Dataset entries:
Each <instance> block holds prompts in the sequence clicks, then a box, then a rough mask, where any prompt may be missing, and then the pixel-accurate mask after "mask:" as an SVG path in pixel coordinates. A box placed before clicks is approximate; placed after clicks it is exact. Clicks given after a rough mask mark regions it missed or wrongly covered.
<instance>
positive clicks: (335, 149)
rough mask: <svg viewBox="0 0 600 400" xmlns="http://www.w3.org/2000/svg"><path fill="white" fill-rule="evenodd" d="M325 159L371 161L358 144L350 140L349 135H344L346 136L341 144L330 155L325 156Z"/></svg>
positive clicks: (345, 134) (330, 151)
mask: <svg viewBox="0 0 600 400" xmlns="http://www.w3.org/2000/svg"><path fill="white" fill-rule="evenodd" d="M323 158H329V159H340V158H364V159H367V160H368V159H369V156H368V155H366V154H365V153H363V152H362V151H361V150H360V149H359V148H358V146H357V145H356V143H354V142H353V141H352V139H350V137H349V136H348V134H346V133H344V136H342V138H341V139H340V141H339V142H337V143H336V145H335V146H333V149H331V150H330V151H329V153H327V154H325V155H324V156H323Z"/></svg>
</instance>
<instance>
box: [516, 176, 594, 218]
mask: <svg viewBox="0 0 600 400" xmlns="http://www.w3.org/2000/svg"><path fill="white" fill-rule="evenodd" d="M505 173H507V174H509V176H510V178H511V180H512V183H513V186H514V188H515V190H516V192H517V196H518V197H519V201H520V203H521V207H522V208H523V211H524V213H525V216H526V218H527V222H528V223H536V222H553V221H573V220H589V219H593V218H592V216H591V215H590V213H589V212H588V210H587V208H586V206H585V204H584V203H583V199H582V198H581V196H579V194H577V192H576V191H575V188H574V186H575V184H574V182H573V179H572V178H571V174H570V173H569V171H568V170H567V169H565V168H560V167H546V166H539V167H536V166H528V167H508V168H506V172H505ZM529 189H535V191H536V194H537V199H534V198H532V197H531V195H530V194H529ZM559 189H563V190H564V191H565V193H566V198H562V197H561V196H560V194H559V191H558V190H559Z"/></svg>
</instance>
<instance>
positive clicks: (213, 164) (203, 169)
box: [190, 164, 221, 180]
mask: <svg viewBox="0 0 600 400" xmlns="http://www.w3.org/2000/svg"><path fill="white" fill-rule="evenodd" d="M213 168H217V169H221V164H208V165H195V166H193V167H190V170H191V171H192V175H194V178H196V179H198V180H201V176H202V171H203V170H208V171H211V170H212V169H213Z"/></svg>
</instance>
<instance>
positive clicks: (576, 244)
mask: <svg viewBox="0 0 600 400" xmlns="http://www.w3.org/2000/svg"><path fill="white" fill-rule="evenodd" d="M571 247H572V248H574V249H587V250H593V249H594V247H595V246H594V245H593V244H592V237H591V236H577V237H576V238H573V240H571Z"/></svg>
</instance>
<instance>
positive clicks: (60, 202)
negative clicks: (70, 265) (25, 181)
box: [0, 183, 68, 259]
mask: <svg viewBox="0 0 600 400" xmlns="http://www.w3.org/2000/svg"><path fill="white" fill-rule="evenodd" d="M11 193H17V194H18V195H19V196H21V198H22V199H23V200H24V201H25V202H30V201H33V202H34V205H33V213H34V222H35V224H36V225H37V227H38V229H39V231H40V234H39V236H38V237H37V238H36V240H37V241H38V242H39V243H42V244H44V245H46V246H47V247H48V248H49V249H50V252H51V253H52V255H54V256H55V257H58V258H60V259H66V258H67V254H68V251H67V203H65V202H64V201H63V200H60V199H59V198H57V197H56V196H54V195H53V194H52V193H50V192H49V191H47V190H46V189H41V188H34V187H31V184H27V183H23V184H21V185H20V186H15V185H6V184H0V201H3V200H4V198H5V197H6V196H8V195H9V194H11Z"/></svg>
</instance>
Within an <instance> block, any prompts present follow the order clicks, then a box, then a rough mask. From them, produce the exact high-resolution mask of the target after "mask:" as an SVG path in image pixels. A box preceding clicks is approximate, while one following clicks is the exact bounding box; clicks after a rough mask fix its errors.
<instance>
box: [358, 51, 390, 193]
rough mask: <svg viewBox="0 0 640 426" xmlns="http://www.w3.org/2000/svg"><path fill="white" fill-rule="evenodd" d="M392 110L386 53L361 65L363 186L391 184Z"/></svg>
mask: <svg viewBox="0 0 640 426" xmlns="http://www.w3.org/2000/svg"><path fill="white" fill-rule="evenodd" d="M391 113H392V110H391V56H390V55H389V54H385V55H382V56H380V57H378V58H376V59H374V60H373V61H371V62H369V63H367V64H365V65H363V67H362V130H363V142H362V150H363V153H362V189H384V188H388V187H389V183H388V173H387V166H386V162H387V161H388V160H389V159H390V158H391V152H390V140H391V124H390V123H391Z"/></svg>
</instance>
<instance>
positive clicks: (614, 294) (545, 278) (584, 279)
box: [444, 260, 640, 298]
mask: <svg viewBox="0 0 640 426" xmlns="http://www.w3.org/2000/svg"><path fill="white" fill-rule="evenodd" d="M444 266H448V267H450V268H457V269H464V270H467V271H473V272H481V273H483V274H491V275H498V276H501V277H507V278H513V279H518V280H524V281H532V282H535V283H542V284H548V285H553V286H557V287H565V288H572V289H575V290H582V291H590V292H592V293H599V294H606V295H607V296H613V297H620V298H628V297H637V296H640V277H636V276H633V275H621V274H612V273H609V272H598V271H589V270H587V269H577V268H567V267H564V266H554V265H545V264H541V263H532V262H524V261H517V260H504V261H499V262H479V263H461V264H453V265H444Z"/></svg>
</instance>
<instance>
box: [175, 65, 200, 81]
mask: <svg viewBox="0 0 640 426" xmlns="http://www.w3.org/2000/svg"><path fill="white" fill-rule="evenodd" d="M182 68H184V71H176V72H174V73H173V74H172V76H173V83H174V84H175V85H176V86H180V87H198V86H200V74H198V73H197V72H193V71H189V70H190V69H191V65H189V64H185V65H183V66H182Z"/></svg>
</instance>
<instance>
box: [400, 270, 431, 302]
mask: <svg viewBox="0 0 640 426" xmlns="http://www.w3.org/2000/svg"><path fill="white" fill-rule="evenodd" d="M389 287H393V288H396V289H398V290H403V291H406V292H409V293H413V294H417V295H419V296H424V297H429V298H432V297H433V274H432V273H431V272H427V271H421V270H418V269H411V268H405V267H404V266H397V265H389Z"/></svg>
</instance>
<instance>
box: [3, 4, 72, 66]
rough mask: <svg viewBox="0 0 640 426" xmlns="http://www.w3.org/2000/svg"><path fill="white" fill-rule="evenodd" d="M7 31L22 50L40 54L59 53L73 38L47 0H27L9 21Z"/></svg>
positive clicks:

> The problem
Write every entry out again. Leave each one exactly as it is.

> Exercise output
Each <instance> block holds prompts in the sequence clicks, then a box, then a rough mask, where any prompt may be missing, and then the pixel-accurate mask after "mask:" as an SVG path in pixel coordinates. A box placed before clicks is approximate; placed after clicks it is exact. Clicks given after a rough mask mark regions it missed or wrongly covered.
<instance>
positive clicks: (335, 149)
rough mask: <svg viewBox="0 0 600 400" xmlns="http://www.w3.org/2000/svg"><path fill="white" fill-rule="evenodd" d="M325 159L371 161L358 144L350 140L349 135H344L346 136L341 144L330 155L325 156Z"/></svg>
positive clicks: (345, 134) (330, 151)
mask: <svg viewBox="0 0 600 400" xmlns="http://www.w3.org/2000/svg"><path fill="white" fill-rule="evenodd" d="M323 158H329V159H340V158H364V159H367V160H368V159H369V156H368V155H366V154H365V153H363V152H362V151H361V150H360V149H359V148H358V146H357V145H356V143H354V142H353V141H352V139H350V137H349V136H348V134H346V133H344V136H342V138H341V139H340V141H339V142H337V143H336V145H335V146H333V149H331V150H330V151H329V153H327V154H325V155H324V156H323Z"/></svg>
</instance>
<instance>
box: [516, 176, 594, 218]
mask: <svg viewBox="0 0 600 400" xmlns="http://www.w3.org/2000/svg"><path fill="white" fill-rule="evenodd" d="M505 173H507V174H509V176H510V178H511V180H512V183H513V186H514V188H515V190H516V192H517V196H518V197H519V201H520V203H521V207H522V208H523V211H524V213H525V216H526V218H527V222H528V223H536V222H553V221H573V220H589V219H593V218H592V216H591V215H590V213H589V212H588V210H587V208H586V206H585V204H584V203H583V199H582V198H581V196H579V194H577V192H576V191H575V188H574V186H575V184H574V182H573V179H572V178H571V174H570V173H569V171H568V170H567V169H565V168H560V167H546V166H539V167H536V166H528V167H508V168H506V172H505ZM529 189H535V191H536V194H537V199H534V198H532V197H531V195H530V194H529ZM559 189H563V190H564V191H565V193H566V198H562V197H561V196H560V194H559V191H558V190H559Z"/></svg>
</instance>
<instance>
positive clicks: (213, 164) (203, 169)
box: [190, 164, 221, 180]
mask: <svg viewBox="0 0 600 400" xmlns="http://www.w3.org/2000/svg"><path fill="white" fill-rule="evenodd" d="M213 168H217V169H221V164H208V165H195V166H193V167H190V170H191V171H192V175H194V178H196V179H198V180H201V176H202V171H203V170H208V171H211V170H212V169H213Z"/></svg>
</instance>
<instance>
positive clicks: (576, 244)
mask: <svg viewBox="0 0 600 400" xmlns="http://www.w3.org/2000/svg"><path fill="white" fill-rule="evenodd" d="M571 247H572V248H574V249H587V250H593V249H594V247H595V246H594V245H593V244H592V237H591V236H577V237H576V238H573V240H571Z"/></svg>
</instance>
<instance>
positive clicks: (60, 202)
negative clicks: (70, 265) (25, 181)
box: [0, 183, 68, 259]
mask: <svg viewBox="0 0 600 400" xmlns="http://www.w3.org/2000/svg"><path fill="white" fill-rule="evenodd" d="M11 193H17V194H18V195H19V196H21V198H22V199H23V200H24V201H25V202H30V201H33V202H34V205H33V213H34V222H35V224H36V225H37V227H38V229H39V231H40V234H39V236H38V237H37V238H36V240H37V241H38V242H39V243H42V244H44V245H46V246H47V247H48V248H49V249H50V252H51V253H52V255H54V256H55V257H58V258H60V259H66V258H67V254H68V251H67V203H65V202H64V201H63V200H60V199H59V198H57V197H56V196H54V195H53V194H52V193H50V192H49V191H47V190H46V189H41V188H34V187H31V184H27V183H23V184H21V185H20V186H15V185H6V184H0V201H3V200H4V198H5V197H6V196H8V195H9V194H11Z"/></svg>
</instance>
Within an <instance> block, any prompts present follow the order clicks, then a box, then a rough mask. From them, produce the exact high-resolution mask of the target after "mask:" as an SVG path in image pixels. A box preceding clicks is approximate, while one following clicks is the exact bounding box; clicks after a rough mask fix its errors.
<instance>
box: [358, 51, 390, 193]
rough mask: <svg viewBox="0 0 640 426" xmlns="http://www.w3.org/2000/svg"><path fill="white" fill-rule="evenodd" d="M392 110L386 53L361 65L363 186L391 184Z"/></svg>
mask: <svg viewBox="0 0 640 426" xmlns="http://www.w3.org/2000/svg"><path fill="white" fill-rule="evenodd" d="M391 113H392V110H391V56H390V55H389V54H385V55H382V56H380V57H378V58H376V59H374V60H373V61H371V62H369V63H367V64H365V65H363V67H362V130H363V142H362V150H363V153H362V189H384V188H388V187H389V183H388V173H387V166H386V162H387V161H388V160H389V159H390V158H391V152H390V140H391V124H390V123H391Z"/></svg>
</instance>
<instance>
positive clicks: (614, 294) (545, 278) (584, 279)
box: [444, 260, 640, 298]
mask: <svg viewBox="0 0 640 426" xmlns="http://www.w3.org/2000/svg"><path fill="white" fill-rule="evenodd" d="M444 266H448V267H450V268H457V269H464V270H467V271H473V272H481V273H483V274H491V275H498V276H501V277H507V278H513V279H518V280H524V281H532V282H535V283H542V284H548V285H553V286H557V287H565V288H572V289H575V290H582V291H590V292H592V293H599V294H606V295H607V296H613V297H620V298H628V297H637V296H640V277H636V276H633V275H621V274H612V273H609V272H598V271H589V270H587V269H577V268H567V267H564V266H554V265H545V264H541V263H532V262H524V261H517V260H504V261H499V262H479V263H461V264H453V265H444Z"/></svg>
</instance>
<instance>
box: [175, 65, 200, 81]
mask: <svg viewBox="0 0 640 426" xmlns="http://www.w3.org/2000/svg"><path fill="white" fill-rule="evenodd" d="M182 68H184V71H176V72H174V73H173V74H172V76H173V83H174V84H175V85H176V86H180V87H198V86H200V74H198V73H197V72H193V71H189V70H190V69H191V65H189V64H185V65H183V66H182Z"/></svg>
</instance>
<instance>
box: [400, 270, 431, 302]
mask: <svg viewBox="0 0 640 426" xmlns="http://www.w3.org/2000/svg"><path fill="white" fill-rule="evenodd" d="M389 287H393V288H396V289H398V290H403V291H406V292H409V293H413V294H417V295H419V296H424V297H429V298H432V297H433V274H432V273H431V272H427V271H421V270H418V269H411V268H405V267H404V266H397V265H389Z"/></svg>
</instance>
<instance>
box: [3, 4, 72, 66]
rough mask: <svg viewBox="0 0 640 426" xmlns="http://www.w3.org/2000/svg"><path fill="white" fill-rule="evenodd" d="M7 31L22 50L40 54L59 53L73 38L47 0H27L9 21Z"/></svg>
positive clicks:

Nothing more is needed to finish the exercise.